Passage shown ->

————————

Remembering Lessons

It’s been almost a year since I received a message containing an opportunity to volunteer in hospice care, and I took a few months of thinking before I decided that it would be good for me. One night, I came home so late that my dad had already woken up for the day. I could have chosen to go to sleep, but instead, I spoke with my father about my decision. He explained to me that he and his patients must encounter difficult news every day. I realized that if I would ever become a good doctor, it would be because I had come to understand as much of life as I could, which includes the end of life and death.

Throughout my visits, I encountered different environments, challenges, and stories. Helping each patient was challenging in their own ways, but I learned how to provide a positive presence in each room. One particular encounter I found very challenging occurred in a rehabilitation center in Squirrel Hill. I walked into the facility and the first thing I noticed was a beautiful bird cage in the middle of the lobby. The birds’ singing gave me a hopeful feeling that winter would pass soon. After signing in and passing the birds, I took the elevator up to the second floor. Though there are usually always butterflies in my stomach before I see a new patient, this feeling dissipated the moment I knocked on his door. There was no response. As I cracked the door open, I saw a kind stare drift across the room and connect with my own gaze. He was exhausted. His fight for life had depleted his energy.

The esophageal cancer was in its end stages and he had his trachea intubated. There was no exchange of words that could be shared. I saw a pen and note pad, but he was too weak to write. His dinner came. He had no strength to eat. We relied on guessing and faint head nods to understand one another. I fed him a few spoons of soup and he needed no more. He could not stay awake any longer. I worried that I had done a bad job. As he lay asleep in his bed, I began to observe the room. It was filled with messages of hope. The windowsill had no extra space for another caring card. The walls displayed many awards from his work. A hanging tapestry depicted a colorful tree full of life. He was an avid member of the Jewish community and he helped many people with his work. He seemed to have a warm life, filled with people that care deeply about him. I sat with him as he slept for a few hours. Before leaving, I took his hand and said it was an honor to have met him. With this encounter, I understood that each patient carries a story with them, and learning their story allows you to carry them with you.

Only three days after this, I received news that he had passed away. I was not shocked, but I was still filled with momentary sadness and then relief that he moved on. Each of my encounters helped me learn something new about life and death. Without this program, these lessons would have been delayed many years. I feel that because of the experiences I have accumulated, I have been able to engage in conversations about death. Regardless of who you speak with, death comes to everyone. The way I see it, this is an opportunity to provide warmth to anyone when their time comes or when someone faces loss. Each hand I held, and each hand I will hold, have been made warm because of this program.

————————

Prompt A -> Copy the stretch of the hospice essay from "Remembering Lessons" through "of life and death.".
Prompt B ->
Answer these questions from the hospice essay:
(i) In what neighborhood was the rehabilitation center?
(ii) What stood in the middle of the center's lobby?
(iii) How many days after the visit did news of the patient's death arrive?
Prompt C -> Translate this sentence from the hospice essay into Spanish: "The birds’ singing gave me a hopeful feeling that winter would pass soon."
None of these lines are needed.

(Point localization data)
————————

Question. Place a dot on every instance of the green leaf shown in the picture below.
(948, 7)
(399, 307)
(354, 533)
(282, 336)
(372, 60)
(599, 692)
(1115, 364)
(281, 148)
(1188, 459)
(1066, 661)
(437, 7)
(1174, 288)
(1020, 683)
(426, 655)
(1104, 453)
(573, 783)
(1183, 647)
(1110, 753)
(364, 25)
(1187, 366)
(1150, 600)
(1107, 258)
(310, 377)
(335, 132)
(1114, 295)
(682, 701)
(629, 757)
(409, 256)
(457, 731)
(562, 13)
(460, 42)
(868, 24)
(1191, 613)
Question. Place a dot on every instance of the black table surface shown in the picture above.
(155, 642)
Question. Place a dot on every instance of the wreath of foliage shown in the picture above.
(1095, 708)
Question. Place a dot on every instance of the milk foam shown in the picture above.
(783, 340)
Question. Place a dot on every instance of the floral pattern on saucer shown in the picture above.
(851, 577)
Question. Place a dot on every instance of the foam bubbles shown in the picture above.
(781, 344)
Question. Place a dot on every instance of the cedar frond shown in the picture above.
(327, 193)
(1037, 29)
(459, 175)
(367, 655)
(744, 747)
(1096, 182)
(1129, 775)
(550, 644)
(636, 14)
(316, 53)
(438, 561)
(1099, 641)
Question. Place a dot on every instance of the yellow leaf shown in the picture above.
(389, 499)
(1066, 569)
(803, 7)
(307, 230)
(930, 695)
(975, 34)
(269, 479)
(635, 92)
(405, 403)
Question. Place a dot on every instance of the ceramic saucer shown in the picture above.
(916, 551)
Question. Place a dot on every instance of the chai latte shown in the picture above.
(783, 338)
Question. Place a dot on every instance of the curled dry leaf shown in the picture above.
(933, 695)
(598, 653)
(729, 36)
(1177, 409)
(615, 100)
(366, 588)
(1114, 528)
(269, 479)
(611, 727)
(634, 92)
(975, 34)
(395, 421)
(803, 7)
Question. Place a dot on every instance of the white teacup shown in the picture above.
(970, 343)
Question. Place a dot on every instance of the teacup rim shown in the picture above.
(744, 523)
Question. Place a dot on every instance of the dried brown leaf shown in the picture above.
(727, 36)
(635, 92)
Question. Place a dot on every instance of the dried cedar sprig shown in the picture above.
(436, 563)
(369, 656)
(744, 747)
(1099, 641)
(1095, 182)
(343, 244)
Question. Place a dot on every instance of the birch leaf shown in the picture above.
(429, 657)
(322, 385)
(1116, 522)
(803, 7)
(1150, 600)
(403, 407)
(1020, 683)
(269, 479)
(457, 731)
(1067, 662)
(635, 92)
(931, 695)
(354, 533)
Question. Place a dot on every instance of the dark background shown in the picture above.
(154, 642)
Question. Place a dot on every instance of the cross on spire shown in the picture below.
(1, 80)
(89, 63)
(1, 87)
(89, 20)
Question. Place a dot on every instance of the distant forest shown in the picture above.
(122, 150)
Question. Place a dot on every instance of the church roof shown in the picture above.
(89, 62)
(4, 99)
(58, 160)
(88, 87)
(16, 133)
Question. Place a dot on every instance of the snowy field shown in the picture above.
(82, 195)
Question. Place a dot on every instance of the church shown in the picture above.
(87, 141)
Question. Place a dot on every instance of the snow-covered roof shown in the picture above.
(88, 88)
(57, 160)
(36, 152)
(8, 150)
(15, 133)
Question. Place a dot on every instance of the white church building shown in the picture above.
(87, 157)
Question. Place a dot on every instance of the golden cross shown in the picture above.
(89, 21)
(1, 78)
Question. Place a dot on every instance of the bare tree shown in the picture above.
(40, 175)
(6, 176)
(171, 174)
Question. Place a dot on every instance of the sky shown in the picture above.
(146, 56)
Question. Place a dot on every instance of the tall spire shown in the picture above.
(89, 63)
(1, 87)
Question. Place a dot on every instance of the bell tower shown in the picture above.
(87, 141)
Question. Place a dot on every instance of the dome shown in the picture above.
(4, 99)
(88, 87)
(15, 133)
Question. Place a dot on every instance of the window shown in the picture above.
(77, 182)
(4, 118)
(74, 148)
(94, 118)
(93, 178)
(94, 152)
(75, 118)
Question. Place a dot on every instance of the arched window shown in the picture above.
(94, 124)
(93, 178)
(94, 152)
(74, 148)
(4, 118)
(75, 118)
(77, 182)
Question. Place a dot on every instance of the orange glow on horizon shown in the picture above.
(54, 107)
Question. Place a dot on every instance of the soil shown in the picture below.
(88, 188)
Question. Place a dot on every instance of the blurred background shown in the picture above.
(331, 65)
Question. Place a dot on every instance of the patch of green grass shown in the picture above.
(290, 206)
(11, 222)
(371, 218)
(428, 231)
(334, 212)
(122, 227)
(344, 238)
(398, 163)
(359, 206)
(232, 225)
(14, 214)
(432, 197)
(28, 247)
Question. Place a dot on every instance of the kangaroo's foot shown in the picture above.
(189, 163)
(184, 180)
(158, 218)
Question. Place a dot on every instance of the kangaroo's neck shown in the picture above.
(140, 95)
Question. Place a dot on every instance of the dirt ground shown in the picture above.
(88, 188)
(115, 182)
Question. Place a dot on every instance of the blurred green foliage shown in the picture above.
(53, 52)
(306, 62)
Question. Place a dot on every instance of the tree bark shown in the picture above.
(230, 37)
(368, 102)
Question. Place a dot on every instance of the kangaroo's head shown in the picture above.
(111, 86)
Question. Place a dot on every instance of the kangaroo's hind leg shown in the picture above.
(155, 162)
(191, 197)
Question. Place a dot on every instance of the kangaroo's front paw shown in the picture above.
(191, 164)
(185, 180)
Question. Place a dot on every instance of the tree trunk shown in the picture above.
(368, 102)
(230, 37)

————————

Final answer A ->
Remembering Lessons

It’s been almost a year since I received a message containing an opportunity to volunteer in hospice care, and I took a few months of thinking before I decided that it would be good for me. One night, I came home so late that my dad had already woken up for the day. I could have chosen to go to sleep, but instead, I spoke with my father about my decision. He explained to me that he and his patients must encounter difficult news every day. I realized that if I would ever become a good doctor, it would be because I had come to understand as much of life as I could, which includes the end of life and death.

Final answer B ->
(i) Squirrel Hill
(ii) A beautiful bird cage
(iii) Three days

Final answer C -> El canto de los pájaros me dio la esperanzadora sensación de que el invierno pasaría pronto.